** BEGIN EXCERPT TO READ **
Saturday, March 31, 2012

"Urban Growth Boundaries" check urban sprawl

bagchiblog.blogspot.in/2012/03/urban growth boundaries check urban sprawl
Urbanisation is a phenomenon that is closely linked to industrialisation and modernisation. More and more people are flocking to urban centres seeking well-being and prosperity. There is no gainsaying the fact that urban areas are centres of economic opportunities and growth, providing not only the wherewithal for survival but also prospects of self-actualisation and openings for satisfaction of the higher needs of human life. No wonder, worldwide a phenomenon that is called the “urban drift” is occurring and people are migrating from rural areas to urban centres seeking the “good life”.

The United Nations had projected that half the population of the world would be living in urban centres by 2008. That has indeed already happened. Around 74% people in developed countries now live in urban centres and 44% in less developed countries. It is a far cry from 1950 when only 30% of the population resided in towns and cities. In India, too, urbanisation has picked up pace, though rather belatedly. Through most of the decades after independence India was predominantly a rural country with an agrarian economy. Almost 80% of the population used to reside in the country’s villages. That, however, is changing. The 2011 Census has revealed that about 32% of the country’s 1.2 billion reside in urban areas which means migrations from rural areas have picked up during the last few years. In absolute terms, while 285 million people resided in Indian urban centres in 2001, in 2011 that number has inflated by more than a hundred million.
** END EXCERPT TO READ **
** BEGIN SUPPLIED DATA **
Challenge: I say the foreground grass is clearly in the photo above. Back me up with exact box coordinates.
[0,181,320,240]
** END SUPPLIED DATA **
▶ WHAT IS EXPECTED: Can you print the entire blog post on urban sprawl shown above, word for word, from its date line through its last sentence?

▶ OUTPUT BELOW:
Saturday, March 31, 2012

"Urban Growth Boundaries" check urban sprawl

bagchiblog.blogspot.in/2012/03/urban growth boundaries check urban sprawl
Urbanisation is a phenomenon that is closely linked to industrialisation and modernisation. More and more people are flocking to urban centres seeking well-being and prosperity. There is no gainsaying the fact that urban areas are centres of economic opportunities and growth, providing not only the wherewithal for survival but also prospects of self-actualisation and openings for satisfaction of the higher needs of human life. No wonder, worldwide a phenomenon that is called the “urban drift” is occurring and people are migrating from rural areas to urban centres seeking the “good life”.

The United Nations had projected that half the population of the world would be living in urban centres by 2008. That has indeed already happened. Around 74% people in developed countries now live in urban centres and 44% in less developed countries. It is a far cry from 1950 when only 30% of the population resided in towns and cities. In India, too, urbanisation has picked up pace, though rather belatedly. Through most of the decades after independence India was predominantly a rural country with an agrarian economy. Almost 80% of the population used to reside in the country’s villages. That, however, is changing. The 2011 Census has revealed that about 32% of the country’s 1.2 billion reside in urban areas which means migrations from rural areas have picked up during the last few years. In absolute terms, while 285 million people resided in Indian urban centres in 2001, in 2011 that number has inflated by more than a hundred million.